▸ EXTRACTED TEXT

Bits and pieces of things as I update

I make a lot of typos on the Charley Project, in particular leaving out words by accident. I’m sure you’ve all noticed. I don’t mind when people point them out to me, because that gives me an opportunity to fix the mistake.

It is kind of embarrassing though, when a news article quotes from the Charley Project and has to put in a typo correction in the quote. As happened today. *facepalm* Don’t worry, when I saw what I’d done wrong I immediately logged into the dashboard and added the missing words.

I am adding a case today where I found the missing teen girl’s Facebook page, and it had been updated multiple times after she went missing. Although not recently, at least as far as I can see; if you’re not “Facebook friends” with a person, what you can view on their profile is limited.

Just from the pictures I would have guessed the poor kid is being trafficked: the photos were very sexy and revealing, and none of the photos showed her face. Her face was always either cropped from the picture or covered with something, either that or she was looking away from the camera. The girl’s NamUs page confirmed my suspicion that this is a presumed case of sex trafficking. I called the NCMEC to tell them about the Facebook page, in case they didn’t know.

Michael Sewell‘s disappearance reminds me a lot of the Sodder childrens’ case. My guess is Michael died in the fire like his two friends. That cabin sounds like a serious fire hazard: made of railroad ties (which are of course wooden, and often coated with flammable creosote to keep the wood from rotting), with a wood-burning stove and a kerosene lantern, and with no windows and only the one door. It’s enough to give a fire marshal the vapors.

▸ TASK OBJECTIVE
Retype everything in the Charley Project post from "I am adding" down to "profile is limited.", keeping every word and punctuation mark unchanged.

▸ GIVEN DATA

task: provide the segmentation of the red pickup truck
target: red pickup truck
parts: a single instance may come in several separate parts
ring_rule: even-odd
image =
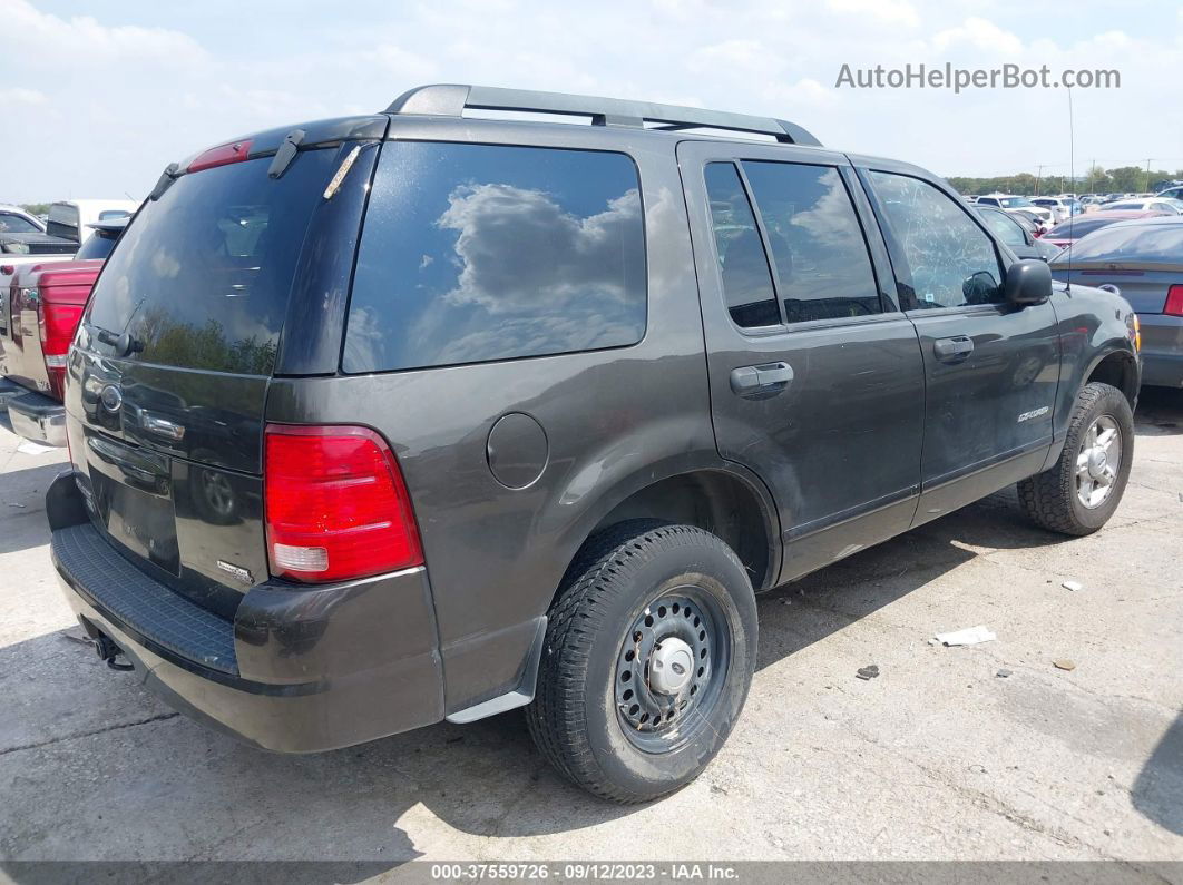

--

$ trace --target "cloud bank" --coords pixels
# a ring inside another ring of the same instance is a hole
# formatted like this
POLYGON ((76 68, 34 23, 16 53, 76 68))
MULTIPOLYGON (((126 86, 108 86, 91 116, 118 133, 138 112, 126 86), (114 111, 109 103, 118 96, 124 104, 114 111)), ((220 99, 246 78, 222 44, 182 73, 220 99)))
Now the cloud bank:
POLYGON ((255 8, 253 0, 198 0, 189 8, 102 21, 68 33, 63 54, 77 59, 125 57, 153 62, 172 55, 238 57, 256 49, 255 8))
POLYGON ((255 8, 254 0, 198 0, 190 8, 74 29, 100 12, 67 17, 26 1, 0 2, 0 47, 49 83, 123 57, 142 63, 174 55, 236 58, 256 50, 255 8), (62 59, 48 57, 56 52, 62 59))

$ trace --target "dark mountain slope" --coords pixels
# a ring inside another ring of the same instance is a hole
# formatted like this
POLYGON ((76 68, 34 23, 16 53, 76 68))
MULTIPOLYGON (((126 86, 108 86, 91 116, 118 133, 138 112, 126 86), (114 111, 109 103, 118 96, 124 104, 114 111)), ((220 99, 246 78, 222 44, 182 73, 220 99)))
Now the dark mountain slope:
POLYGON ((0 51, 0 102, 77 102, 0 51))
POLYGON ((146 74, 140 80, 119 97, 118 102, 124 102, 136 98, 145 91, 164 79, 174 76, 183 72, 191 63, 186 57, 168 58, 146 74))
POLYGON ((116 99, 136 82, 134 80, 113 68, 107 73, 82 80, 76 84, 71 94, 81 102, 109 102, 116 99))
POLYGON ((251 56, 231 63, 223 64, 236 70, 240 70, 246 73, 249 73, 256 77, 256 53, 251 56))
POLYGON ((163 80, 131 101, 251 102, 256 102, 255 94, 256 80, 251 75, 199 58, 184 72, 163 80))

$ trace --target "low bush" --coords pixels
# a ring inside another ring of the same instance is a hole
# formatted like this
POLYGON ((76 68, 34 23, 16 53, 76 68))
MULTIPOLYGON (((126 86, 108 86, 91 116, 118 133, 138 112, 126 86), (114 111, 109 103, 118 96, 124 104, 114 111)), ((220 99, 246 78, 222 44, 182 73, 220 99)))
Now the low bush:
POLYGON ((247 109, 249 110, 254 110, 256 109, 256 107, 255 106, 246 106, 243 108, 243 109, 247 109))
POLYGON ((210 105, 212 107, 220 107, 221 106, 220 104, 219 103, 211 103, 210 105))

▸ RESPONSE AREA
I am adding a case today where I found the missing teen girl’s Facebook page, and it had been updated multiple times after she went missing. Although not recently, at least as far as I can see; if you’re not “Facebook friends” with a person, what you can view on their profile is limited.